Can you output the records below exactly as they are written?

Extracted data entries

━━━━━━━━

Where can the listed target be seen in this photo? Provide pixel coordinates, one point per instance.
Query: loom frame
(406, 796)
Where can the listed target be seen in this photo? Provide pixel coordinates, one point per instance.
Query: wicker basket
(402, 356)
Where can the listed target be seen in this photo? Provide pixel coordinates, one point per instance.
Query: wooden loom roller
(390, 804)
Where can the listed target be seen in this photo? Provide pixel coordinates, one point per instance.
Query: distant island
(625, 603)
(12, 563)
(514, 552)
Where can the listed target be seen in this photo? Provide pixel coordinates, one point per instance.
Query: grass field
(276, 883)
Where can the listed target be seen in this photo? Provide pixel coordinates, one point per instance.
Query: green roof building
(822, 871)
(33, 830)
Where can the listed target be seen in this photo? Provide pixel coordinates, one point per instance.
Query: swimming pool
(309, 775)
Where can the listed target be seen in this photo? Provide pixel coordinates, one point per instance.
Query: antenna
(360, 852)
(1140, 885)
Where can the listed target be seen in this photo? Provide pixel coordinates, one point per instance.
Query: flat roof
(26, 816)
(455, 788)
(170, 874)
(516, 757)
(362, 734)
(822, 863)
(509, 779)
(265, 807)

━━━━━━━━

◆ **Worked answer**:
Where can the listed target be seen in this photo? Provide pixel coordinates, one point per instance.
Query: loom frame
(406, 796)
Where can the listed target be seen in this photo? Provide pixel coordinates, one point per instance.
Query: wicker basket
(402, 356)
Where can the listed target be seen in this photo? Provide pixel coordinates, one point per instance.
Query: wooden loom roller
(390, 804)
Where can the listed target be seen in this photo? Provide pixel coordinates, one point per instance.
Query: distant island
(625, 603)
(12, 563)
(514, 552)
Where can the listed target be seen in this photo? Provide pixel coordinates, one point per instance.
Query: grass field
(276, 883)
Where can the listed target be seen in this photo? Provide pixel coordinates, one point per instance.
Query: green roof building
(822, 871)
(33, 830)
Where can the listed target be seen in this photo? Provide pixel coordinates, one point per instance.
Query: swimming pool
(309, 775)
Where can the listed target be seen in this photo? Provide pixel coordinates, one point per instance.
Query: antenna
(360, 852)
(1140, 885)
Where can the listed target be seen in this photo? Provide pixel coordinates, one point per instance.
Query: flat roof
(26, 816)
(455, 788)
(170, 874)
(516, 757)
(362, 734)
(822, 863)
(509, 779)
(265, 807)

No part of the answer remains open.